You are viewing a plain text version of this content. The canonical link for it is here.
Posted to commits@iceberg.apache.org by bl...@apache.org on 2022/05/23 23:55:25 UTC
[iceberg] branch 0.13.x updated: Nessie: Fix NPE while accessing refreshed table in nessie catalog (#4509) (#4840)
This is an automated email from the ASF dual-hosted git repository.
blue pushed a commit to branch 0.13.x
in repository https://gitbox.apache.org/repos/asf/iceberg.git
The following commit(s) were added to refs/heads/0.13.x by this push:
new bcc036ebc9 Nessie: Fix NPE while accessing refreshed table in nessie catalog (#4509) (#4840)
bcc036ebc9 is described below
commit bcc036ebc918d10dab2bed0c025d8e81d3cea467
Author: Eduard Tudenhöfner <et...@gmail.com>
AuthorDate: Tue May 24 01:55:19 2022 +0200
Nessie: Fix NPE while accessing refreshed table in nessie catalog (#4509) (#4840)
Co-authored-by: Ajantha Bhat <aj...@gmail.com>
---
.../java/org/apache/iceberg/TableMetadata.java | 14 ++++++++++-
.../iceberg/nessie/NessieTableOperations.java | 1 +
.../iceberg/nessie/TestBranchVisibility.java | 27 ++++++++++++++++++++++
3 files changed, 41 insertions(+), 1 deletion(-)

....

● **TASK STATEMENT**
According to the commit notice above, to which branch was the Nessie fix pushed?

● **SUPPLIED DATA**
....

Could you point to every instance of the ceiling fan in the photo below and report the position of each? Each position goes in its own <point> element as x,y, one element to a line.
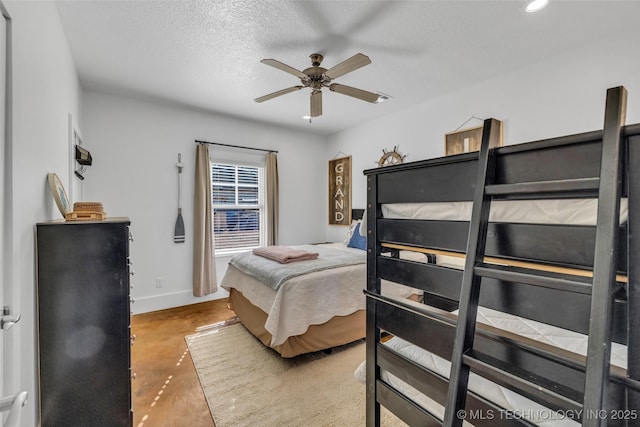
<point>317,77</point>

....

● **TASK OUTPUT**
The 0.13.x branch.